Decarbonisation deals: A proposed COP Negotiations Presidency initiative

Last updated: 20 Mar 2026

Decarbonisation deals: A proposed COP Negotiations Presidency initiative

Advice from Australia’s Climate Change Authority to the President of Negotiations – 31st session of the Conference of the Parties (COP31)

Summary

COP31 marks an inflection point in global climate cooperation. Climate impacts are intensifying, trade flows are shifting, and the global economy is becoming more multipolar. Governments are under growing pressure to deliver emissions reductions at the speed and scale required to meet climate goals, while also protecting prosperity, jobs and social cohesion. Australia is uniquely exposed to these forces and uniquely positioned to play a significant leadership role in this next phase of international cooperation.

Against this backdrop, the Climate Change Authority’s 2035 Targets Advice identified COP31 as a strategic opportunity to launch a Decarbonisation Deals Platform. Decarbonisation deals are negotiated arrangements between willing governments, with industry as delivery partners, to align emissions reduction, trade, investment and industrial policy in support of a longer-term prospect for supply chain and market development. They do not require formal multilateral negotiations and endorsement by COP. Nor do they depend on universal participation – an opt-in approach is both sufficient and desirable. 

They generally take 2 complementary forms:

  1. Bilateral clean industrial transformation deals, covering multiple projects and technologies across the value chain. Such agreements might include removal or avoidance of tariffs and import duties, accelerated approval pathways, joint funding and financing platforms, offtake agreements and long-term assured product supply, and collaboration on research, development and deployment. Together, these elements lower costs, de-risk investment and bring forward real-world emissions reductions.
  2. Plurilateral green industry development clubs where groups of countries agree on shared definitions, taxonomies, standards and rules for low-emissions products and markets. This includes resolving questions such as what qualifies as “green” steel and developing shared standards to reduce uncertainty for investors and enable interoperability across markets. 

Decarbonisation deals could provide the missing link between nationally determined contributions and trade cooperation – between climate ambition and economic implementation . By helping to reduce costs, align standards and de-risk investment, decarbonisation deals could make higher ambition more feasible and global decarbonisation faster and cheaper. Yet despite strong momentum, current efforts are fragmented. With greater coordination, a shared platform would enable faster, more coherent deal-making by aligning taxonomies, rules, and ultimately decarbonisation plans.

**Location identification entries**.
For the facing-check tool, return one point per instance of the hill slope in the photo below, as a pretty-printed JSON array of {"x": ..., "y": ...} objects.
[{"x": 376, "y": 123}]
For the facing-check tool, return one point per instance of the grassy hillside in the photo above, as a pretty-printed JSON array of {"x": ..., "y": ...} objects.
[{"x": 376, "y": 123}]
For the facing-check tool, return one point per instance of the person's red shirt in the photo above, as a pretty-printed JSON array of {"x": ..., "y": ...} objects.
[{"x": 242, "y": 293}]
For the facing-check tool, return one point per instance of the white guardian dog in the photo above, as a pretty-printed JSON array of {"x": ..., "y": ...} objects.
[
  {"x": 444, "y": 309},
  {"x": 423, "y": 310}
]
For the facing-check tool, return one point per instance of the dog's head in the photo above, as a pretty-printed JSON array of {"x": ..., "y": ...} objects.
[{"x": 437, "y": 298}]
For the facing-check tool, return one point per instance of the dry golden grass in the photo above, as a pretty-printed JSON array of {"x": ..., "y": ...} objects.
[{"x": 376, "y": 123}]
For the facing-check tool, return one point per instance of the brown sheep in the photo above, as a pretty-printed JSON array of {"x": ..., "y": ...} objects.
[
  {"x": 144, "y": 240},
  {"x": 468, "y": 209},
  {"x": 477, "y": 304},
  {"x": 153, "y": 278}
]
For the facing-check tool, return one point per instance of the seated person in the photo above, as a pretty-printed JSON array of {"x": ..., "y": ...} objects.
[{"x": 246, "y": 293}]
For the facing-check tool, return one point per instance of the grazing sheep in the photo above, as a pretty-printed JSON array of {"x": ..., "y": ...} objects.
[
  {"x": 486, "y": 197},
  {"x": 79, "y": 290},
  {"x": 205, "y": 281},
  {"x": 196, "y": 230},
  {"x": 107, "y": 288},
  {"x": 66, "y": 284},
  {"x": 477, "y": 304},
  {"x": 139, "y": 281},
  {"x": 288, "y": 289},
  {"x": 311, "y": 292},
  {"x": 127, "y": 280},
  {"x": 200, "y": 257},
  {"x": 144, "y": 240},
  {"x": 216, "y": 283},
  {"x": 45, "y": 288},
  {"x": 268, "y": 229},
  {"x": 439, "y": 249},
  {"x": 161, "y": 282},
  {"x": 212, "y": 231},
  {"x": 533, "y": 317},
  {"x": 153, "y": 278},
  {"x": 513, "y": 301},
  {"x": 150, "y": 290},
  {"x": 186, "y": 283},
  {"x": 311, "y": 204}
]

**SET TASKS**.
1) In the decarbonisation deals advice, which Climate Change Authority report identified COP31 as a strategic opportunity to launch a Decarbonisation Deals Platform?
2) Pick up the decarbonisation deals advice after its last sentence and keep writing it.
None of the entries are needed.

**EXERCISE RESULTS**.
1) The Climate Change Authority's 2035 Targets Advice.

2)
For Australia, decarbonisation deals are fundamentally about getting ahead of the game. As global markets change what they buy, Australia can either supplement market conditions to support production or risk losing markets that have underpinned national prosperity for decades. Doing nothing is the riskiest option. 

Globally, the imperative is even larger: enabling faster, cheaper decarbonisation across borders and supply chains. Decarbonisation deals could help create ‘coalitions of the willing’ that move faster, delivering sectoral progress that can be showcased and scaled, demonstrating that climate action and economic competitiveness can align. 

The Authority’s 2035 Targets Advice recognised emissions reduction is now inseparable from trade, investment, and industrial policy. It set out a strategic proposition: Australia can commence a shift from being a net exporter of emissions to a net exporter of abatement, complementing domestic action with international cooperation that accelerates regional decarbonisation.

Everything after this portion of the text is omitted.